## AIM OF THE TASK
Lines from the line with "In this exercise you will find the webbing" to the line with "In this exercise you will find the backpack" in the entries below, and only those, must be output exactly, with both ends included.

^^^^^^^^

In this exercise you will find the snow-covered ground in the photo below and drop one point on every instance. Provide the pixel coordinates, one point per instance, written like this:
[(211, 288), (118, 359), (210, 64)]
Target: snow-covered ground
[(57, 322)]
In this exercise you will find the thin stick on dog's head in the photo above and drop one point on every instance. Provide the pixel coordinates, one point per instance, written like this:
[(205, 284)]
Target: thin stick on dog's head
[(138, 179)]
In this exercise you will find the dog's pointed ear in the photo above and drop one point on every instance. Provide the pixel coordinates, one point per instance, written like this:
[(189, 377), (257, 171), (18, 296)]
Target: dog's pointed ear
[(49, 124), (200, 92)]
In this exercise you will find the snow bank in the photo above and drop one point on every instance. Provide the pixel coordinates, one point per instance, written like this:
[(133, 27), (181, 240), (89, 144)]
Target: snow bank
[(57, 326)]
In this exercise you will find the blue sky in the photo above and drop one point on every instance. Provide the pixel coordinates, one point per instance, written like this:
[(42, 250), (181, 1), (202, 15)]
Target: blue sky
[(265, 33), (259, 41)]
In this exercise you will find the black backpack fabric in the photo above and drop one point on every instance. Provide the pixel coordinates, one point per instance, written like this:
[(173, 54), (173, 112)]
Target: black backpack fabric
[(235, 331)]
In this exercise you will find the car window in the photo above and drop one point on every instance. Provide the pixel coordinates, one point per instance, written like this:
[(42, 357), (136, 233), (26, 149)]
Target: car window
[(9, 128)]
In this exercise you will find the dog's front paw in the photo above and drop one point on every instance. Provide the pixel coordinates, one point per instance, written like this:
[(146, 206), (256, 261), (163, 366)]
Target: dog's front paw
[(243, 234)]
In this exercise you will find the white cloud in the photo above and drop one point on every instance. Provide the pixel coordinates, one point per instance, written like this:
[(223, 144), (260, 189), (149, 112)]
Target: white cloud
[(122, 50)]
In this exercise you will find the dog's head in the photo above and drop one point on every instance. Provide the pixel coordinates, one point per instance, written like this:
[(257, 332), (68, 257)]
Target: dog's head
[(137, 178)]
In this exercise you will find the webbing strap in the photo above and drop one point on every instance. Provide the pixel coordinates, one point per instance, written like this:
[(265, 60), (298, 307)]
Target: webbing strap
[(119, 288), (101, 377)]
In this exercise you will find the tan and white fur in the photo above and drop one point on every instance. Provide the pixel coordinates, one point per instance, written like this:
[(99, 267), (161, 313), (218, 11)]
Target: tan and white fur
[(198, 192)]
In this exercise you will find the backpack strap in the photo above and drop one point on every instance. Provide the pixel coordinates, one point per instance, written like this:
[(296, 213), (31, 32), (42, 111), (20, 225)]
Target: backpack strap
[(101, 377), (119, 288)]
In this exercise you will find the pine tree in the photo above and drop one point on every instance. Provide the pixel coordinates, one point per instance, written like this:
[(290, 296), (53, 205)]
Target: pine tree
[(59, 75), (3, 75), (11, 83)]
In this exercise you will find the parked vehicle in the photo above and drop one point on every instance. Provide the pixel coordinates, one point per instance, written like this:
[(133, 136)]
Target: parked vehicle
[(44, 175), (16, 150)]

^^^^^^^^

## COMPLETED EXERCISE
In this exercise you will find the webbing strap in the photo above and drop one point on every instance. Provide the pixel coordinates, one point per instance, written like this:
[(265, 60), (298, 307)]
Target: webbing strap
[(119, 288), (101, 377)]
In this exercise you will find the tan and white fur in the photo above and drop one point on every instance. Provide the pixel coordinates, one point per instance, written like this:
[(99, 267), (161, 313), (218, 11)]
Target: tan and white fur
[(198, 192)]
In this exercise you will find the backpack strap in the photo above and drop one point on every instance. Provide the pixel coordinates, one point per instance, written like this:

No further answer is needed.